-- START OF DOCUMENT TEXT --

Ok, I get it. The goal is to everyone to be capable of delivering an user story autonomously with no “hands-off”. This would make things much simpler to manage but… It doesn’t work for us. We’ve tried in the first sprints and it was a mess.
So… cross-functionality… We would be affecting severely our team’s performance/velocity if we all tried to develop both the back and front end. But we decided to give it a try.
We’ve built 2 Scrum teams with 5 developers each (3 JS skilled and 2 Java skilled devs), keeping Java developers focused on back-end matters and JS developers on front. But it didn’t take much time to fail… The first grooming sessions were just… bad. How could I give an estimation about a back-end task? They already have tons of modules and services that they can reuse, different SQL and Mongo databases and I know nothing about them. How can I know the effort to accomplish a certain story? And how can they measure a front-end task? They don’t know React, probably never heard about Redux until the beginning of this project and we have to build a very modular architecture to support multiple brands and customisations, something they never did.
There’s just too much to learn in both sides, it would be irresponsible to keep with the “cross-functional” mindset. So we rearranged these 2 teams and now one is the front-end team and the other is the back-end. Each one has its own stories and sprint backlogs.
This makes team management much harder to do, because Scrum Masters and Product owner have to keep syncing the two teams in order to follow the same path.

-- END OF DOCUMENT TEXT --
-- START OF DATA ROWS --

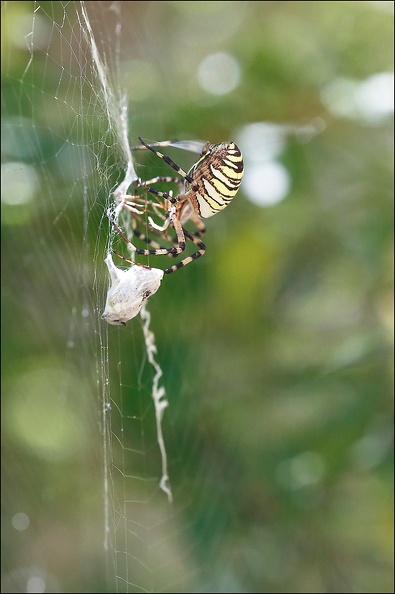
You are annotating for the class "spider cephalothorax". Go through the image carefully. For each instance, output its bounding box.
[112,138,244,274]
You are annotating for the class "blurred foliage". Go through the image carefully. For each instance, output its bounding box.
[2,2,393,592]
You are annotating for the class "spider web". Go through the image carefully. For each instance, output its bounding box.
[3,2,241,592]
[2,2,393,592]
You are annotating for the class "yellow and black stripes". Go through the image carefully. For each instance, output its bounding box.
[185,142,244,218]
[111,137,244,274]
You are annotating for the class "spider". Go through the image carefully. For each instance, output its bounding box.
[111,137,244,274]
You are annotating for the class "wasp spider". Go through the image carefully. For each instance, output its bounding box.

-- END OF DATA ROWS --

**WHAT TO DO**
Reproduce the passage on Scrum teams from "So… cross-functionality… We" to "give it a try.", substituting "throughput" for "velocity". The material has no connection to the passage on Scrum teams.

**EXPECTED ANSWER**
So… cross-functionality… We would be affecting severely our team’s performance/throughput if we all tried to develop both the back and front end. But we decided to give it a try.